**Stated task**
Please type out the records below word for word, starting at the line that contains "Annotation task — annotate the small" and stopping after the last line of the records. Leave the pictures out of your answer.
+-------+
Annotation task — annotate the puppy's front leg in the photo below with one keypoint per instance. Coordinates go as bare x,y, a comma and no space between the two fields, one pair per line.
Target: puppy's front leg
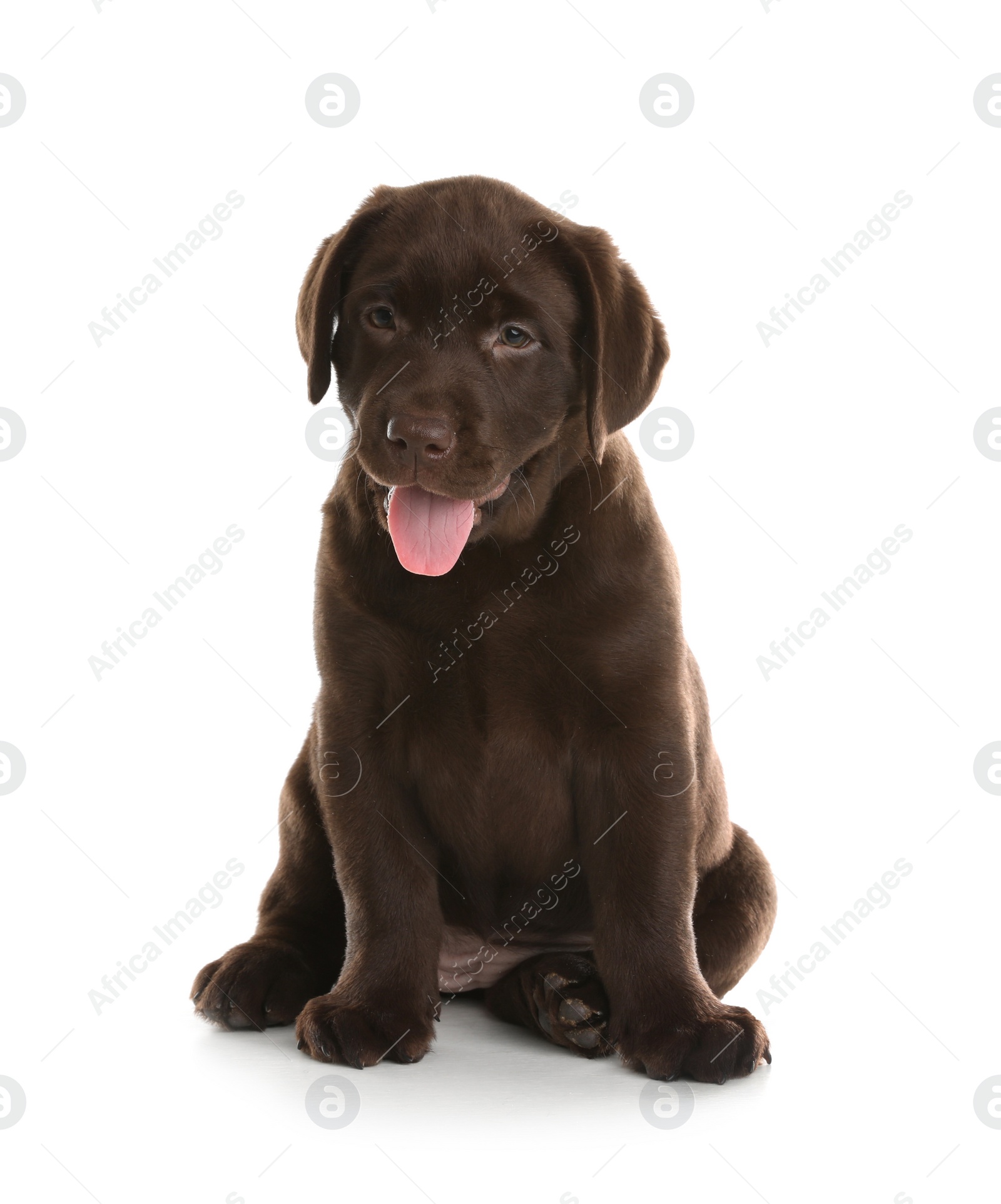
640,832
384,1003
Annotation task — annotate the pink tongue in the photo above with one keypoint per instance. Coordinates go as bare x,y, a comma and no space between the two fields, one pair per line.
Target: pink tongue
428,531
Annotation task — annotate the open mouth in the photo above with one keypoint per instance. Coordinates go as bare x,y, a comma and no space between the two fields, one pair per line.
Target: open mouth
429,530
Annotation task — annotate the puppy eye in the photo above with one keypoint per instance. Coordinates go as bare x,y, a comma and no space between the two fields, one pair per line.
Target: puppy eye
515,336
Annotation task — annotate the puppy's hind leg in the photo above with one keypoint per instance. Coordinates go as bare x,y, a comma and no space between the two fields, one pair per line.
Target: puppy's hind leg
299,946
735,909
559,996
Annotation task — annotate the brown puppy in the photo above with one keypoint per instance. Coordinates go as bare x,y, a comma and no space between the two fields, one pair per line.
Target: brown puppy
510,782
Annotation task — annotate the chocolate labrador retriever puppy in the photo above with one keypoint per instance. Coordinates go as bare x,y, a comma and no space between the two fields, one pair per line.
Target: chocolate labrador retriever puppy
510,782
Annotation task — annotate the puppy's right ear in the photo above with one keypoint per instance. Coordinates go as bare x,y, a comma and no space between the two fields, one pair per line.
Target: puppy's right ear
324,286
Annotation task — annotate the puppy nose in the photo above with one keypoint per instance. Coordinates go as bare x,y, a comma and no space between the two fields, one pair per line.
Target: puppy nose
423,440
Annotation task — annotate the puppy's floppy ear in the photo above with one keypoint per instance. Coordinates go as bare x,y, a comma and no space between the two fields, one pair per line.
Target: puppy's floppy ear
622,337
324,287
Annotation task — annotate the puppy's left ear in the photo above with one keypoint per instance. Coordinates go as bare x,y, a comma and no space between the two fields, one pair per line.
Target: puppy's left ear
623,340
324,286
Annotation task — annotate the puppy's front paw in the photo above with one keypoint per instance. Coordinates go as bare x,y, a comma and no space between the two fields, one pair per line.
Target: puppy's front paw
332,1029
729,1043
257,984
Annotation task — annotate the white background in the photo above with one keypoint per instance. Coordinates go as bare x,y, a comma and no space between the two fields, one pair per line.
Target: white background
190,418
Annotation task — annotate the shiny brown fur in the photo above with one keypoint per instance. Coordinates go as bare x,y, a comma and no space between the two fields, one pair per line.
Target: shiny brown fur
531,719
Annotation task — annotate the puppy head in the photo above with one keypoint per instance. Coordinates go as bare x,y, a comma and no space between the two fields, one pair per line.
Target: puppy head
472,334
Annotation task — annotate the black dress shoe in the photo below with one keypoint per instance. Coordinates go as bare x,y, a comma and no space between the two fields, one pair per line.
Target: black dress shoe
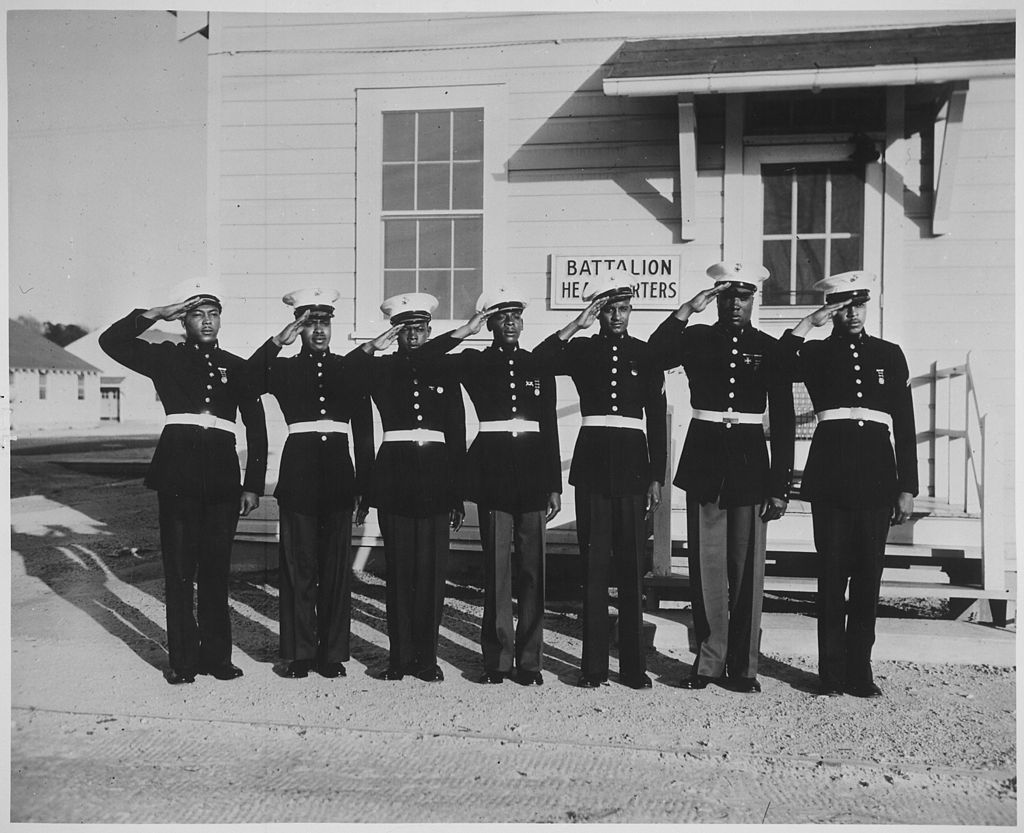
639,681
528,677
863,690
747,684
492,677
179,677
431,674
225,671
296,669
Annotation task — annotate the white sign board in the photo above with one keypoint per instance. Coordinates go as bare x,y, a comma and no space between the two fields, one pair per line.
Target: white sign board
655,285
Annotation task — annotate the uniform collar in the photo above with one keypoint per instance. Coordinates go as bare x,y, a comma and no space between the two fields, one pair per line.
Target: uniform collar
843,338
722,328
211,347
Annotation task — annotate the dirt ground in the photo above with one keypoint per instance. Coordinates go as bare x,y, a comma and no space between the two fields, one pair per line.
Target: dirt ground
98,737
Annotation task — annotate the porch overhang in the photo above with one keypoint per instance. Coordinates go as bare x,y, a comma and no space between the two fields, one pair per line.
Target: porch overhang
813,60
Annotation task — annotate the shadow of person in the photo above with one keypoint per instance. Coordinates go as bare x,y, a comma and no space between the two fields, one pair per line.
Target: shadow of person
87,577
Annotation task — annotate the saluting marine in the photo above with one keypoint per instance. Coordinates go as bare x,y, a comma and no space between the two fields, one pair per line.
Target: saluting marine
195,470
513,473
731,488
857,487
616,468
325,400
415,486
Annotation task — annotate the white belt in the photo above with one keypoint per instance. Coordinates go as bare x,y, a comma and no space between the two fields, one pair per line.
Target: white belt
510,426
863,414
318,426
414,435
728,417
202,420
612,421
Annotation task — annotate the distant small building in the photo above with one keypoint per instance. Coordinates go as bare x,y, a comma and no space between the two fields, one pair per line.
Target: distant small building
126,396
49,386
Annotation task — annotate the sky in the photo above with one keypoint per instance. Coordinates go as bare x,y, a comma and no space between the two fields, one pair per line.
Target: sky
107,162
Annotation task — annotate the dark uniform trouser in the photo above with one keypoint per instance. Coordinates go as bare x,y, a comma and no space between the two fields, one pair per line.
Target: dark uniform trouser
851,546
726,556
416,551
499,641
315,585
196,542
606,525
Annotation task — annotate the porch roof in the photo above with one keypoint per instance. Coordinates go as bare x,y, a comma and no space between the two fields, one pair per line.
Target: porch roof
813,59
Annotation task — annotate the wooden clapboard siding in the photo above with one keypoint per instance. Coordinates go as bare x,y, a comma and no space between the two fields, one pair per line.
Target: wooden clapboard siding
283,212
288,186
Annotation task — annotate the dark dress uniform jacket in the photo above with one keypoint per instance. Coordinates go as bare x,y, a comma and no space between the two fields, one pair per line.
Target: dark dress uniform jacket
190,461
729,464
620,376
409,479
316,468
510,473
852,464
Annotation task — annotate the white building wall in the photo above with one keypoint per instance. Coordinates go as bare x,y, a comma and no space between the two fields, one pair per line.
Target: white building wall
61,408
585,172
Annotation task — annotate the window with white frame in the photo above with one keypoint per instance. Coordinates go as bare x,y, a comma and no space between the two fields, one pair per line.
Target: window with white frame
432,206
813,226
430,170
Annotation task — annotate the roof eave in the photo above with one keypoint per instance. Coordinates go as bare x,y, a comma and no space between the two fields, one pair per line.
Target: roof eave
894,75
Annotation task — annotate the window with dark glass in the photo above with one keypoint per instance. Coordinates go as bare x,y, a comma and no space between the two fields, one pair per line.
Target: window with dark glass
432,206
813,226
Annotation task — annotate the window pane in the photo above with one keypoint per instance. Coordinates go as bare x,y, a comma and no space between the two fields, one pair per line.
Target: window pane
433,186
468,139
848,201
469,243
399,244
397,188
398,282
847,255
399,132
778,199
467,185
776,259
810,267
468,286
811,202
438,284
435,135
435,244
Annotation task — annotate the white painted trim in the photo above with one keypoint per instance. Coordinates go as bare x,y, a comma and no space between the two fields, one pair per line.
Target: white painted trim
945,158
371,102
896,75
893,291
752,199
687,166
214,122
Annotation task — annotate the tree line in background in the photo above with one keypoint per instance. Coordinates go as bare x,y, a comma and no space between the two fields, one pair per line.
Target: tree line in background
59,334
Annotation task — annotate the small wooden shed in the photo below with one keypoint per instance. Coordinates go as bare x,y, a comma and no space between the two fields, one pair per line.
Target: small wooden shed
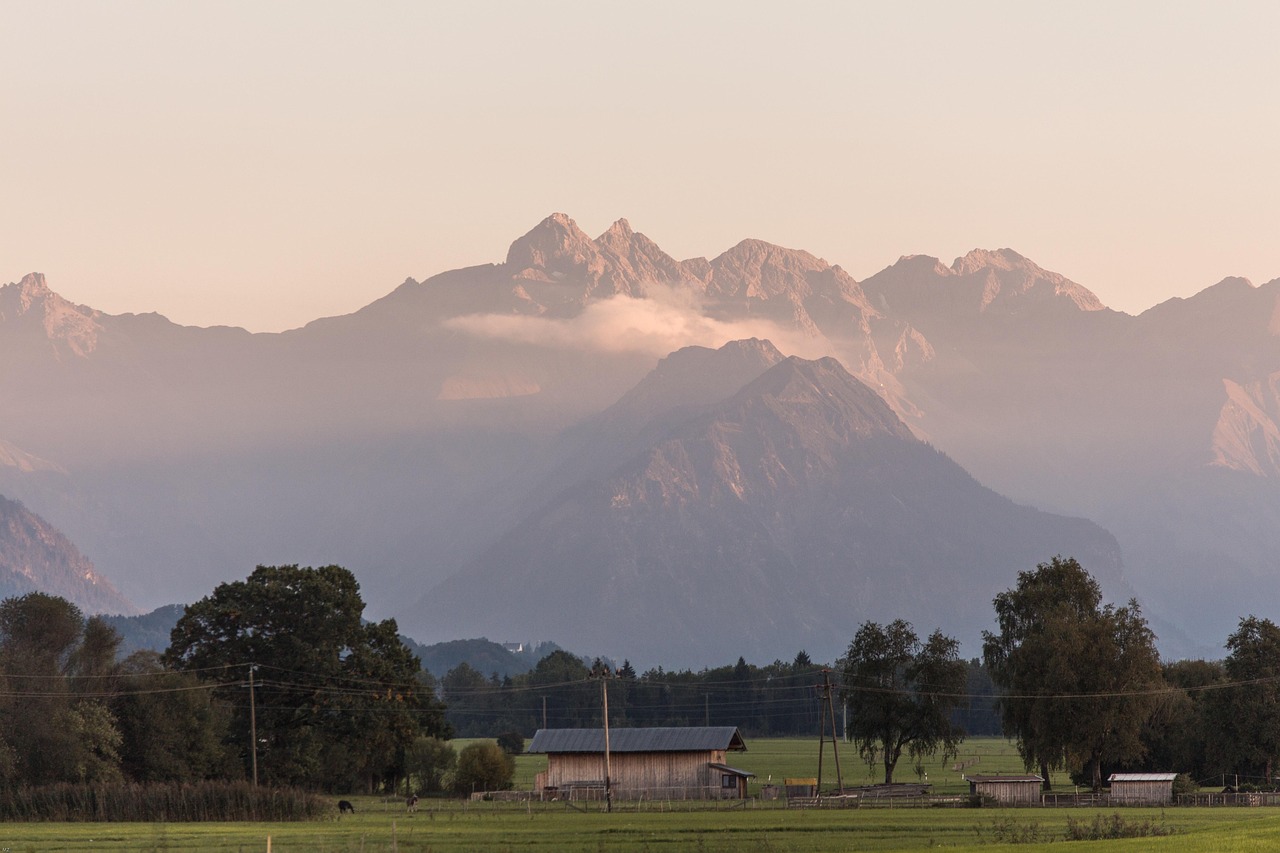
658,763
1142,789
1020,789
+-------+
**Response**
Annotation task — annotate the small wooden shed in the photo below with one keypoint per instance. Coordinates go as bare x,y, a comma and no space between the two fields, one pair per line.
Target: small wooden shed
658,763
1142,789
1020,789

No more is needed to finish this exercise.